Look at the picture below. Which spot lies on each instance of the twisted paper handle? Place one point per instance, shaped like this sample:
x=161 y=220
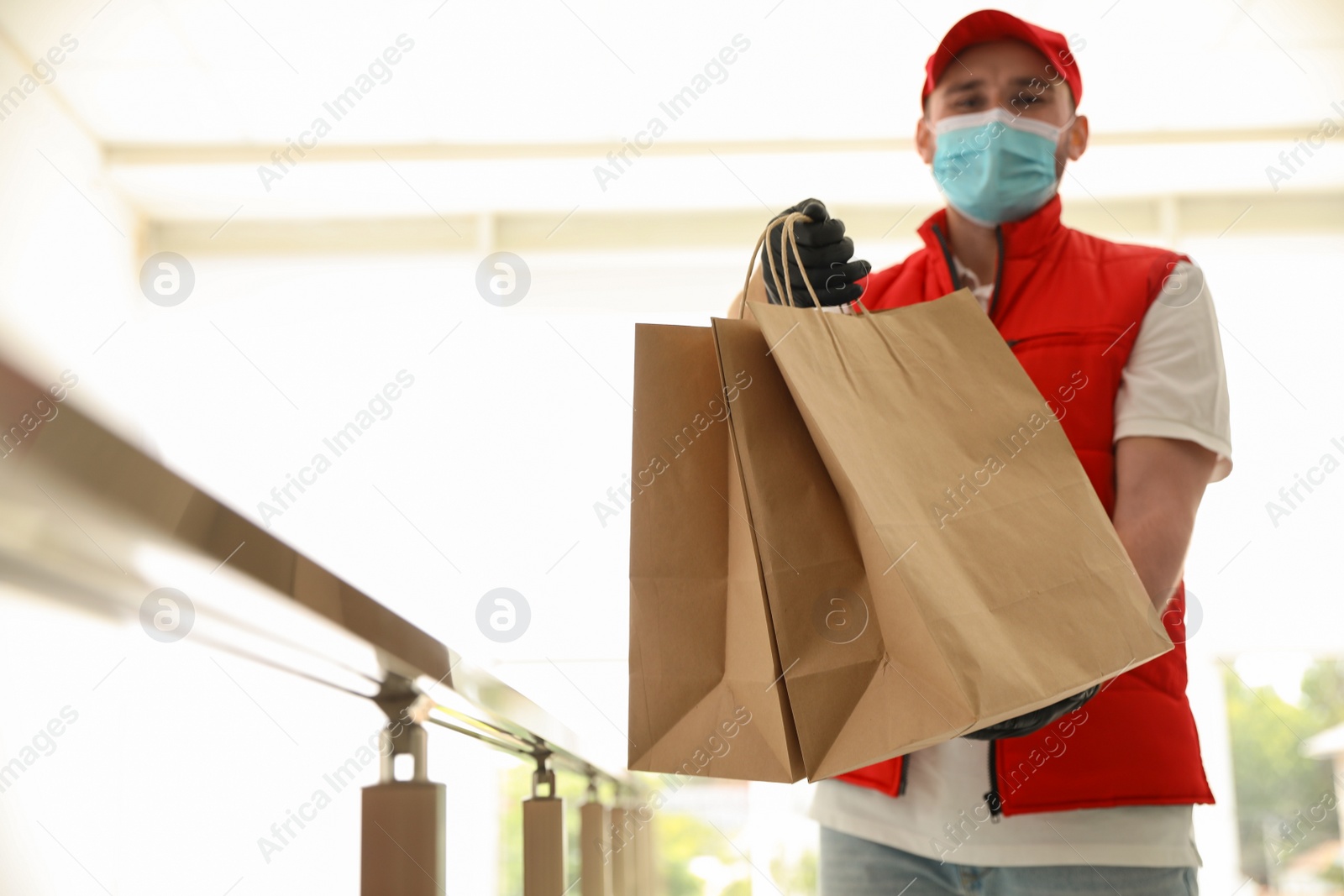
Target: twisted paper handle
x=790 y=241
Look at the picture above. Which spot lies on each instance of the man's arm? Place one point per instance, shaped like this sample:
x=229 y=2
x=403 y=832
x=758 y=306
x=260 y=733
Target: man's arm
x=1159 y=484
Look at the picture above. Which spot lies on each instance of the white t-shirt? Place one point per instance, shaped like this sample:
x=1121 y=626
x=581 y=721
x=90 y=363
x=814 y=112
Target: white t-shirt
x=1173 y=385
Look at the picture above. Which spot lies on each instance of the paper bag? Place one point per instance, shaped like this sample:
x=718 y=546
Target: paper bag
x=706 y=688
x=992 y=579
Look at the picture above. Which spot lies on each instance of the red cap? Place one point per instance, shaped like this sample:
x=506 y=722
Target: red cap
x=995 y=24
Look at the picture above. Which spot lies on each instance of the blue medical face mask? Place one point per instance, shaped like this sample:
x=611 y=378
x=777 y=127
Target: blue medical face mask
x=994 y=165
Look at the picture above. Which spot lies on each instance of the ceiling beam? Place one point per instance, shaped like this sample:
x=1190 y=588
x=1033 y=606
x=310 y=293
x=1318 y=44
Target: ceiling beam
x=1156 y=219
x=138 y=155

Proposta do exercício —
Transcreva fielmente, do início ao fim, todas as linhas da listagem acima e deixe as imagens de fora da resposta.

Resposta escrita —
Look at the picture below. Which spot lies on each instance of the twisted paper handle? Place one point per instance, shaped like this sample:
x=161 y=220
Target: twisted paper handle
x=790 y=241
Look at the picture above. Which spot lies on each instance of the man's arm? Place one point per instance, shaped like this sample:
x=229 y=2
x=403 y=832
x=758 y=306
x=260 y=733
Target: man's arm
x=1159 y=484
Look at the picture above. Which spot lies on each instance of the white t-shirt? Place one point per instance, shaped like this sample:
x=1121 y=626
x=581 y=721
x=90 y=363
x=814 y=112
Target: white t-shirt
x=1173 y=385
Look at the picture above. Which spot lies on each instance of the paper bag? Place one point per instance, shaped like this sample:
x=718 y=546
Target: paper bag
x=706 y=688
x=992 y=579
Look at the picture above. Which spot lies on each instance of the red cap? Place one point per instance, shaped like this sample:
x=506 y=722
Target: red cap
x=995 y=24
Look at the picture above. Which spot lies on each instance of the blue medical face mask? Place one point per instance, shaped like this sample:
x=611 y=378
x=777 y=127
Target: blue medical face mask
x=994 y=165
Look at the picture above. Which spot lies on each instance of the ceiling beam? Place one point per instance, shaped like this sample:
x=1190 y=588
x=1033 y=606
x=310 y=293
x=1318 y=44
Target: ceiling beam
x=1156 y=219
x=138 y=155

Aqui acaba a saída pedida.